Reading text =
General characteristics
- Class & type: Modified Courageux-class ship of the line
- Tons burthen: 1822 (bm)
- Length: 180 ft (54.9 m) (gundeck)
- Beam: 48 ft 0+3⁄4 in (14.6 m)
- Depth of hold: 20 ft 10 in (6.4 m)
- Sail plan: Full-rigged ship
- Armament: Gundeck: 28 × 32-pounder guns; Upper gundeck: 28 × 18-pounder guns; QD: 4 × 12-pounder guns, 10 × 32-pounder carronades; Fc: 2 × 12-pounder guns, 2 × 32-pounder carronades; Poop deck: 6 × 18-pounder carronades;

= HMS Blake (1808) =

Ship of the line of the Royal Navy

HMS Blake was a 74-gun third-rate ship of the line of the Royal Navy, launched on 23 August 1808 at Deptford and named in honour of Admiral Robert Blake.

On 26 September 1812, Blake and Franchise provided naval support to a land attack, at night, on Tarragona by troops under the command of General Joaquín Ibáñez Cuevas, Baron d'Eroles. The attack was successful, and resulted, inter alia, in the capture of several small vessels. The Spanish troops suffered three men killed and eight wounded; the British had no casualties whatsoever. Captain Edward Codrington, of Blake, wrote to Baron d'Eroles and to Admiral Sir Edward Pellew, Commander-in-Chief in the Mediterranean, that the officers and crew declined any prize money from the action, in favour of the Spanish troops, "in admiration of the valour and the discipline which they shewed upon the occasion."

==Fate==
From 1814 Blake served as a prison ship. In 1816 she was sold out of the navy.

What is being asked =
Condense the paragraph of the HMS Blake text beginning "On 26 September 1812" into a short bulleted list that keeps its main facts.

Supplied material =
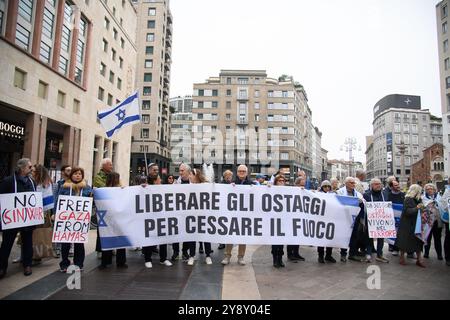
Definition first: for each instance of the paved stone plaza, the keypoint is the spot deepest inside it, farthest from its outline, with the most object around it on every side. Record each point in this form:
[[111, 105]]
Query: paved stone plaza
[[257, 280]]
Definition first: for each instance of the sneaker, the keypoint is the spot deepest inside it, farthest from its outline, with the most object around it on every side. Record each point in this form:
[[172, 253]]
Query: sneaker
[[167, 263], [355, 258], [226, 261], [299, 257], [411, 256], [17, 260], [382, 259]]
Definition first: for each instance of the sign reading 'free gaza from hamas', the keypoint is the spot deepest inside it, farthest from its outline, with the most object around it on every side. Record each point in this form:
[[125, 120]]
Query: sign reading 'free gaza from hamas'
[[216, 213]]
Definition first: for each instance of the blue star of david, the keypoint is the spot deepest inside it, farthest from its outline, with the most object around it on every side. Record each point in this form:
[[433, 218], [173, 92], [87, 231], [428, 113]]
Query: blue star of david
[[101, 218], [120, 115]]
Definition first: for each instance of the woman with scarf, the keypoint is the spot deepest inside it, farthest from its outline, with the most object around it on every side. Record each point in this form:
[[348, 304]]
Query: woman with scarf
[[406, 238], [75, 186], [431, 201]]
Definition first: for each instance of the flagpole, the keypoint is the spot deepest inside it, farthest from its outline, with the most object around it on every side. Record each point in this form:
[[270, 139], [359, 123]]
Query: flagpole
[[142, 127]]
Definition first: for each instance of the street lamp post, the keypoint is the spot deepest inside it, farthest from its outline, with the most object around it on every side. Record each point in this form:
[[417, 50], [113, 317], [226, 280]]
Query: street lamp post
[[402, 150]]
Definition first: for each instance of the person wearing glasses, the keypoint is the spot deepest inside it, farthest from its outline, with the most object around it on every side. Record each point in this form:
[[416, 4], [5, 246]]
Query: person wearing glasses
[[349, 191], [20, 181], [325, 188]]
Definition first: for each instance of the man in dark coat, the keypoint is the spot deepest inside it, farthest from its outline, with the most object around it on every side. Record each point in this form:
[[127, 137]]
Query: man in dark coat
[[20, 181]]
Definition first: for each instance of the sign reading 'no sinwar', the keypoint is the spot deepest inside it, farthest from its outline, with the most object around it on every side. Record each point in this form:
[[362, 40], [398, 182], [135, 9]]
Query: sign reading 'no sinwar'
[[381, 221], [23, 209], [72, 220]]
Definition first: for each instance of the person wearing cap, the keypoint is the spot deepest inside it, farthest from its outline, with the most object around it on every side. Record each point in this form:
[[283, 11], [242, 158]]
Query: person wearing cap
[[325, 188]]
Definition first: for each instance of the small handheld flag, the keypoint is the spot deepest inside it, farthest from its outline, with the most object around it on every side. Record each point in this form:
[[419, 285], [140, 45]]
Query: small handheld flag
[[117, 117]]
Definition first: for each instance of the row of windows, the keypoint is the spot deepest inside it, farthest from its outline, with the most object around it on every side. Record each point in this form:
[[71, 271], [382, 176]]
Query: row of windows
[[25, 32], [243, 93], [112, 76], [20, 81]]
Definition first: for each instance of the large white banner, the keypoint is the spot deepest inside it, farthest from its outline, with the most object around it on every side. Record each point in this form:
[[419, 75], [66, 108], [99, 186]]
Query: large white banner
[[21, 209], [217, 213]]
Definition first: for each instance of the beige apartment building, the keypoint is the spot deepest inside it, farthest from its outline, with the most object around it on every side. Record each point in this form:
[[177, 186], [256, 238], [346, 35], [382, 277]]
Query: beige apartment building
[[442, 11], [63, 61], [245, 117], [154, 56]]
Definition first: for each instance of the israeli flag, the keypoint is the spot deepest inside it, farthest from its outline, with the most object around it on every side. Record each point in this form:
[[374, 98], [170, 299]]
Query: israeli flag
[[125, 113]]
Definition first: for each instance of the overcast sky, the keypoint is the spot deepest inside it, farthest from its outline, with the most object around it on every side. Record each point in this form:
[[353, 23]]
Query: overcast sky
[[348, 54]]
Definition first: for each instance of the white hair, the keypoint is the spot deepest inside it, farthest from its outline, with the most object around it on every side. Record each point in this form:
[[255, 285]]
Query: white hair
[[414, 192], [105, 161], [22, 163]]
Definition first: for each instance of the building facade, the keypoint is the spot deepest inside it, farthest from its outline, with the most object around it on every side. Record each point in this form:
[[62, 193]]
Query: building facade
[[154, 58], [62, 62], [430, 169], [400, 119], [181, 127], [442, 11], [244, 117]]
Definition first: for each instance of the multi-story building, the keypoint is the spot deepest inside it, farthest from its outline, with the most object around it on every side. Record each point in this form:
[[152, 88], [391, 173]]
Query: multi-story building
[[63, 61], [431, 167], [399, 119], [442, 10], [154, 43], [244, 117], [181, 132]]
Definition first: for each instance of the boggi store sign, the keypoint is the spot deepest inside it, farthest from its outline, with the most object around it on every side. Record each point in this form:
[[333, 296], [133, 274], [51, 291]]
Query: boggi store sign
[[11, 129]]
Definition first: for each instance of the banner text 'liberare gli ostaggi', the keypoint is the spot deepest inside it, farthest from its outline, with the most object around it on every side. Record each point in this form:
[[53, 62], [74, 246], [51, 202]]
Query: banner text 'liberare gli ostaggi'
[[162, 214], [23, 209]]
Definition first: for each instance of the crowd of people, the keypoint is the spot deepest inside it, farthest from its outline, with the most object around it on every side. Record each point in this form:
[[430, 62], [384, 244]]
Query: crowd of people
[[35, 178]]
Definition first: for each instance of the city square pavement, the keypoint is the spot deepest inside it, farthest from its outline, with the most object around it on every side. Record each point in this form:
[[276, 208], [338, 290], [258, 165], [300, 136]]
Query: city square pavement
[[257, 280]]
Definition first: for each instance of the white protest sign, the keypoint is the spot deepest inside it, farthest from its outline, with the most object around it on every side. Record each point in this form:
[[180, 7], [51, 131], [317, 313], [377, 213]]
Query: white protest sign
[[72, 219], [216, 213], [381, 220], [23, 209]]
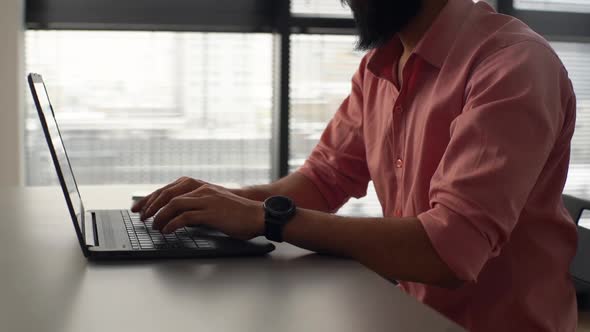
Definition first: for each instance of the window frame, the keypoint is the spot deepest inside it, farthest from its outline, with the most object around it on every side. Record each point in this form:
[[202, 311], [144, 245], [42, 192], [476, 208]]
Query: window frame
[[252, 16]]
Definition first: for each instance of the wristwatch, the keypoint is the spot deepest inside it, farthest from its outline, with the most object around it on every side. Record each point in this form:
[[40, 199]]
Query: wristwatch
[[278, 210]]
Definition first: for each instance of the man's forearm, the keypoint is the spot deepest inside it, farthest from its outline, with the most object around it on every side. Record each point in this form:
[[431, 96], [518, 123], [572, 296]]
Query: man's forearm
[[395, 248], [296, 186]]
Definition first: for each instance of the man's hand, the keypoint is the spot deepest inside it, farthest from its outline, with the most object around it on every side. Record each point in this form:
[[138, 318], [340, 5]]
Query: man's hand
[[215, 207], [152, 203]]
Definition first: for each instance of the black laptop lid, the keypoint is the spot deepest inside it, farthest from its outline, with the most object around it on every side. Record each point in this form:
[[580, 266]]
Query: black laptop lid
[[59, 155]]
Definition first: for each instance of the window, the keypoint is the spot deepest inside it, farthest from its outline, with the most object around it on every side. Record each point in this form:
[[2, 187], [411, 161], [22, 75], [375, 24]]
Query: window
[[320, 8], [575, 58], [148, 107], [554, 5]]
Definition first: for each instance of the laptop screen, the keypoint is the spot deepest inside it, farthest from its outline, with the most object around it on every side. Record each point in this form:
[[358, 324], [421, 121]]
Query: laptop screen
[[60, 152]]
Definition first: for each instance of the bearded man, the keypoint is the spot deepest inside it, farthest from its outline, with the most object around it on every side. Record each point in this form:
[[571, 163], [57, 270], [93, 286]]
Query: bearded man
[[462, 118]]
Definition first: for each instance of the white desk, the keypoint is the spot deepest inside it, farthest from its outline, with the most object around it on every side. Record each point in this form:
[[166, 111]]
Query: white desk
[[47, 285]]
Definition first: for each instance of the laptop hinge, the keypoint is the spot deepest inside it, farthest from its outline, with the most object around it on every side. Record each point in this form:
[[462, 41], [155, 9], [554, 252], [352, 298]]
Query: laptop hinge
[[90, 231]]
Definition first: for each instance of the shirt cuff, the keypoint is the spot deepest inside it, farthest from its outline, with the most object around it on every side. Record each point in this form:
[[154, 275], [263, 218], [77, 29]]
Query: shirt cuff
[[458, 243]]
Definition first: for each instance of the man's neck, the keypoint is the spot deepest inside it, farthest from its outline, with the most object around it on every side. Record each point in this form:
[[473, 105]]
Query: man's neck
[[413, 32]]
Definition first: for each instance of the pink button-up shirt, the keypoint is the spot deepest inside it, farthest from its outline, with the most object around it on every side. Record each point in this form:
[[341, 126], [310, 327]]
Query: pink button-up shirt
[[476, 144]]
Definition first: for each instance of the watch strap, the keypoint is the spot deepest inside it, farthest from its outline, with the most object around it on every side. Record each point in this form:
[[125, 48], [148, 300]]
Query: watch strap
[[273, 229]]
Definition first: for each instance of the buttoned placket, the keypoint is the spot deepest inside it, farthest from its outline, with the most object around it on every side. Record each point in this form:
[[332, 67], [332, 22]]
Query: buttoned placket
[[410, 73]]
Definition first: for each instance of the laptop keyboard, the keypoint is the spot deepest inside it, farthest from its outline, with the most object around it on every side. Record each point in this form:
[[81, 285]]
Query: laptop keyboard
[[142, 236]]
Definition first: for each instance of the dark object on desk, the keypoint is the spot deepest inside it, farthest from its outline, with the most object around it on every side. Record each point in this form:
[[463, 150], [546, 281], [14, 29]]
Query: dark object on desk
[[579, 209], [119, 234]]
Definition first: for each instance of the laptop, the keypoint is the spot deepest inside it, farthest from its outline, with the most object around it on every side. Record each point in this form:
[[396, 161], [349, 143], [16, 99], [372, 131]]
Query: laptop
[[119, 234]]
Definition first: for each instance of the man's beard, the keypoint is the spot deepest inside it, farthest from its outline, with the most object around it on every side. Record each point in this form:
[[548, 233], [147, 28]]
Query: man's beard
[[377, 21]]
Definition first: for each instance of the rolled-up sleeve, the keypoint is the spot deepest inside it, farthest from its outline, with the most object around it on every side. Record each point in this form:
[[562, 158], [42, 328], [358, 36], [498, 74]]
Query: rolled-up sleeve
[[337, 165], [498, 147]]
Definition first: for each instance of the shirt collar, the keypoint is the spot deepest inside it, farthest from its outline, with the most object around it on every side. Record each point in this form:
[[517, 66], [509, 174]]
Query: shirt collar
[[434, 46]]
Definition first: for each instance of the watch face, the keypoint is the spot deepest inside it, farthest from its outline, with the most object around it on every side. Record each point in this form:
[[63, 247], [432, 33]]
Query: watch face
[[279, 204]]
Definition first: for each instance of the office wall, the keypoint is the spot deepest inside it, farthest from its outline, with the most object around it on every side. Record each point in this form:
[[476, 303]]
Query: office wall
[[11, 90]]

Exercise solution =
- On the night of 26 September 1812, Blake and Franchise gave naval support to a land attack on Tarragona by troops under General Joaquín Ibáñez Cuevas, Baron d'Eroles.
- The attack succeeded and captured several small vessels, among other results.
- The Spanish troops lost three men killed and eight wounded. The British had no casualties.
- Captain Edward Codrington of Blake wrote to Baron d'Eroles and to Admiral Sir Edward Pellew, Commander-in-Chief in the Mediterranean. He reported that Blake's officers and crew gave up any prize money from the action in favor of the Spanish troops, out of admiration for their valor and discipline.